## start PASSAGE SHOWN
According to the Observer, Clinton told the editors of the Jewish Press: “I do not think we should have pushed for an election in the Palestinian territories. I think that was a big mistake,” said Clinton, then a New York Senator running for re-election and shmoozing with the editors of the Press. “And if we were going to push for an election, then we should have made sure that we did something to determine who was going to win.”

Hamas won those elections in the Palestinian parliament, touching off several years of internecine conflict between the Islamist party and its secular, nationalist rival, Fatah. Hamas has nominal control over Gaza, and Fatah runs security in Palestinian cities, but both political groups are still at the mercy of Israel vastly superior firepower. 

The revelation comes after Wikileaks and DC Leaks published a trove of private emails between Democratic party operatives, including excerpts from Clinton speeches to Wall Street and the health care industry that show Clinton holding public positions at odds with her words in private, especially when speaking to donors. Here, Clinton’s statements defy this year’s “most progressive ever” Democratic party platform, which the party plans to pursue policies that provide “the Palestinians with independence, sovereignty, and dignity.”

The new report is a symphony of concern trolling published by The Observer, a paper owned by Republican presidential candidate Donald Trump’s Jewish son-in-law, Jared Kushner, who doesn’t see an ethical problem shilling for his father-in-law’s campaign against other ethnic and religious minorities. As a sock puppet for Trump, the Observer doesn’t care about Palestinian rights, but jumped at the chance to put Clinton and “rigged” in a headline, as Trump plays coy on whether he will accept the results of November’s election as he claims it’s “rigged” in favor of the former Secretary of State. 

But the audio tape, which sat unplayed for ten years in the offices of the Jewish Press, reveals how Clinton conceives of Palestinian democracy: a threat to Israel. Meanwhile, however, Israelis can elect whomever they want to the Knesset, even people who aren’t shy about saying they want to exterminate Palestinians. Clinton doesn’t talk about the threat Israeli elections pose to Palestinians. 

Another part of the tape provides a clue as to why Clinton felt that Palestinian popular sovereignty was “a mistake.”
## end PASSAGE SHOWN
## start DATA
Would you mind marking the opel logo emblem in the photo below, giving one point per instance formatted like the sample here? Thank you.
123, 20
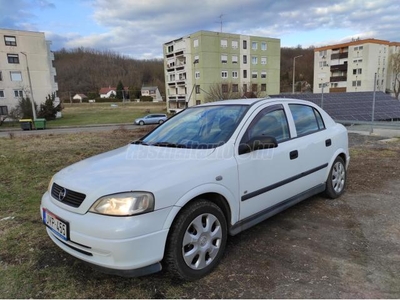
## end DATA
### CHALLENGES
(1) Repeat the passage about Clinton's remarks on the Palestinian elections word for word, starting at "According to the Observer, Clinton" and ending at "vastly superior firepower.".
(2) In the passage about Clinton's remarks on the Palestinian elections, how long did the audio tape sit unplayed?
The lines are separate material and have nothing to do with the passage about Clinton's remarks on the Palestinian elections.

### TASK-BY-TASK RESULTS
(1)
According to the Observer, Clinton told the editors of the Jewish Press: “I do not think we should have pushed for an election in the Palestinian territories. I think that was a big mistake,” said Clinton, then a New York Senator running for re-election and shmoozing with the editors of the Press. “And if we were going to push for an election, then we should have made sure that we did something to determine who was going to win.”

Hamas won those elections in the Palestinian parliament, touching off several years of internecine conflict between the Islamist party and its secular, nationalist rival, Fatah. Hamas has nominal control over Gaza, and Fatah runs security in Palestinian cities, but both political groups are still at the mercy of Israel vastly superior firepower.

(2) Ten years, in the offices of the Jewish Press.